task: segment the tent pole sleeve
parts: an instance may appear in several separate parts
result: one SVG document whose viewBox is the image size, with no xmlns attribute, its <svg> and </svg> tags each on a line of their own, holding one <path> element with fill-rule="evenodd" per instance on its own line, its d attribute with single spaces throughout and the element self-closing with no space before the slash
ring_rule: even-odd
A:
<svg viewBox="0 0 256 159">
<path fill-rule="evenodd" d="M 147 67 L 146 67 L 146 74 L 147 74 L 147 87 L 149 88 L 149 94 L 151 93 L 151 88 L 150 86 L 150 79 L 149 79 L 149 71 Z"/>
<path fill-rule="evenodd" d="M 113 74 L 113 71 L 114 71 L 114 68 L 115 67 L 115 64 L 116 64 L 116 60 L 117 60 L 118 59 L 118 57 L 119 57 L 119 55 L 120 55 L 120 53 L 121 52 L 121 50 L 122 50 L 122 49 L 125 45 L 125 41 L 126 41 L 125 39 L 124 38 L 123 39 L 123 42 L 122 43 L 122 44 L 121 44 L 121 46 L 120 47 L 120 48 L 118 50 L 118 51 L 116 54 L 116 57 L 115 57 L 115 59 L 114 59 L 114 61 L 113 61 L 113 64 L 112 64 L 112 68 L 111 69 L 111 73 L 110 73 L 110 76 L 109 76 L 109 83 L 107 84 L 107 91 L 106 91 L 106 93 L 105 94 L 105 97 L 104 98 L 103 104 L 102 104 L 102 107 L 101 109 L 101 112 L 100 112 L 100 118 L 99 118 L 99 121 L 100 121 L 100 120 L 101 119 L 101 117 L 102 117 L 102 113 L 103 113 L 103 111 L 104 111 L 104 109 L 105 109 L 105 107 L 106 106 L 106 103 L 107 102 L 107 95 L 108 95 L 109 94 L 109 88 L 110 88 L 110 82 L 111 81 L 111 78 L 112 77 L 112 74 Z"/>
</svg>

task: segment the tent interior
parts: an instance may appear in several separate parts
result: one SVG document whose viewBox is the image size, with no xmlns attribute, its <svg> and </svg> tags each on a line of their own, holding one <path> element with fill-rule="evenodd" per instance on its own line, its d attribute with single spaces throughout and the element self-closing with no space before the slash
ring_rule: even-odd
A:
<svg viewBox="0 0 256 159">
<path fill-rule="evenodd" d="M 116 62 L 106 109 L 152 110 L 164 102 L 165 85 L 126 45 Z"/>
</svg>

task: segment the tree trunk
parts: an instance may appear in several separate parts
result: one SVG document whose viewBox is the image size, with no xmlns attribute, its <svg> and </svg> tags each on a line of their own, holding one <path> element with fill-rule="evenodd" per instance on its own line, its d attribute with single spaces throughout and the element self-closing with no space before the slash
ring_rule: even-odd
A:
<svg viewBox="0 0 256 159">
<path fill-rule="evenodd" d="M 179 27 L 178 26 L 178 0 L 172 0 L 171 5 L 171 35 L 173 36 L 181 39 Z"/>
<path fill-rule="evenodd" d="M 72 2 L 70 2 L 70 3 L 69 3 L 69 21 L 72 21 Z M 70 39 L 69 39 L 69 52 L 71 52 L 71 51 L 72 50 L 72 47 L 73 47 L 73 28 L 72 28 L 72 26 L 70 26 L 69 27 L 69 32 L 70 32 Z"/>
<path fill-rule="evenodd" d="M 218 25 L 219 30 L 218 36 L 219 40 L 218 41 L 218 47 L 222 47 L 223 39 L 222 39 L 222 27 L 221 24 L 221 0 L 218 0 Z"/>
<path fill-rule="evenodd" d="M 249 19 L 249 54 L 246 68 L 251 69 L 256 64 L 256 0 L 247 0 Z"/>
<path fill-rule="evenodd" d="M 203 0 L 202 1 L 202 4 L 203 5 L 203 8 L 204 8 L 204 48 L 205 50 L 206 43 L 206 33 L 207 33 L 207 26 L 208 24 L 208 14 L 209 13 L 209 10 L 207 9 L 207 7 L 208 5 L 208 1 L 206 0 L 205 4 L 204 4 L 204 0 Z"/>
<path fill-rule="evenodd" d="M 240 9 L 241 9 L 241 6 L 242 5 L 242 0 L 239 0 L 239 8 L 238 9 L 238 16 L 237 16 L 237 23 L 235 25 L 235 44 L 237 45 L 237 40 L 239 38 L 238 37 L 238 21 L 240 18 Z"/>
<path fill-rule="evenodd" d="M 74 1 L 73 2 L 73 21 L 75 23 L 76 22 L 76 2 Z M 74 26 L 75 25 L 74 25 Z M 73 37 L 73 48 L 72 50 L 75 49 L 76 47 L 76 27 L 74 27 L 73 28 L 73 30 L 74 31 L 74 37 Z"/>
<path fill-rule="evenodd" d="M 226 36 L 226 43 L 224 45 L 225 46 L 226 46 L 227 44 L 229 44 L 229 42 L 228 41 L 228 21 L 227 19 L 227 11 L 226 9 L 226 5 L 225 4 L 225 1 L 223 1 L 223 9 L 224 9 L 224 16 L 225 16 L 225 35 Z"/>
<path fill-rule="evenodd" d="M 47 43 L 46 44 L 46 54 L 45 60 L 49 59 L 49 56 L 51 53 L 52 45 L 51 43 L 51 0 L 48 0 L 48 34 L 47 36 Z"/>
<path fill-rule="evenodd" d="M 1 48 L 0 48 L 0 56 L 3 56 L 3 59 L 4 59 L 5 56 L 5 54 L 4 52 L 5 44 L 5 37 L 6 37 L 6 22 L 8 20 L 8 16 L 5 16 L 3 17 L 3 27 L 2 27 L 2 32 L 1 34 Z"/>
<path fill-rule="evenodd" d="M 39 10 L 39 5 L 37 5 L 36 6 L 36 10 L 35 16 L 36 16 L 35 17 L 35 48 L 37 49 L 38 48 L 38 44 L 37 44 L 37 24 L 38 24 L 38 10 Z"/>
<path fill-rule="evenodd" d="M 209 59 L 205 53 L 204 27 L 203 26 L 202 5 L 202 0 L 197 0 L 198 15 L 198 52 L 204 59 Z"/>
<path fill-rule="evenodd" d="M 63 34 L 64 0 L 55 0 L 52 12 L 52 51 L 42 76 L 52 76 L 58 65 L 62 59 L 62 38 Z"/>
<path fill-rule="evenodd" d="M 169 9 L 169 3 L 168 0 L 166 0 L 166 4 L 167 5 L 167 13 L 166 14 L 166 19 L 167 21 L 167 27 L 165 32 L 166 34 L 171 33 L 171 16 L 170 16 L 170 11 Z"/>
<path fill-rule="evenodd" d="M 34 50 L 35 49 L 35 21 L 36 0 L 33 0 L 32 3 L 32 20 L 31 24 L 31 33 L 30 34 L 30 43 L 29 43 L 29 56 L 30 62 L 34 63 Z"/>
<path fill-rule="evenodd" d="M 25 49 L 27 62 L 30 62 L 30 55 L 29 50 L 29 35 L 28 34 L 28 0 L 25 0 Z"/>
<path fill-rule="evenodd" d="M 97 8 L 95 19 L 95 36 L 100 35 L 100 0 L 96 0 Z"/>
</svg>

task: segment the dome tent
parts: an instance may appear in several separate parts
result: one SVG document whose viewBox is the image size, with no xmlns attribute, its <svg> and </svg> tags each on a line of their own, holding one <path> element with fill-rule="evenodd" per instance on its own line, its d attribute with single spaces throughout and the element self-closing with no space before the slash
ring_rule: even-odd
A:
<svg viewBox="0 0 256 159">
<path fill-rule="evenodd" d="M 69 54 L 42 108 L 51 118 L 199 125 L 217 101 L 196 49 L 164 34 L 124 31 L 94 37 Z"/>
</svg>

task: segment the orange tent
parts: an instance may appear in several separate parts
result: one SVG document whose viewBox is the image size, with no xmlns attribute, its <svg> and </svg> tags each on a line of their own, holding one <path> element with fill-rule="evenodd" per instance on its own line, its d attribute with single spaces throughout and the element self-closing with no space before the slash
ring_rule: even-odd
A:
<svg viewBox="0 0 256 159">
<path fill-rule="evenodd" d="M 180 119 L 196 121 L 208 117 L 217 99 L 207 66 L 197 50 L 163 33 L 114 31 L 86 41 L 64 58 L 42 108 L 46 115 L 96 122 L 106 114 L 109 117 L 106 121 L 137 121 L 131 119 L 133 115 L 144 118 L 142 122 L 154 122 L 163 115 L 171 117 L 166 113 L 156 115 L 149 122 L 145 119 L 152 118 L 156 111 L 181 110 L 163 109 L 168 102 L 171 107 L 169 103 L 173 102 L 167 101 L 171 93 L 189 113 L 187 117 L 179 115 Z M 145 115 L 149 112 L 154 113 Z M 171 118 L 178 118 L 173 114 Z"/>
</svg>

- - - -

EXERCISE BRIEF:
Rewrite the records from their start through the line containing "147 67 L 146", replacing "sleeve" with "pocket" and leaving everything else unchanged.

EXERCISE SOLUTION:
task: segment the tent pole pocket
parts: an instance may appear in several separate parts
result: one SVG document whose viewBox is the image size, with no xmlns attribute, its <svg> and </svg> tags each on a line of their own, holding one <path> element with fill-rule="evenodd" per instance on its own line, its d attribute with single spaces throughout and the element self-closing with no space before the slash
ring_rule: even-odd
A:
<svg viewBox="0 0 256 159">
<path fill-rule="evenodd" d="M 147 67 L 146 67 L 146 74 L 147 74 L 147 87 L 149 88 L 149 94 L 151 93 L 151 88 L 150 86 L 150 79 L 149 79 L 149 71 Z"/>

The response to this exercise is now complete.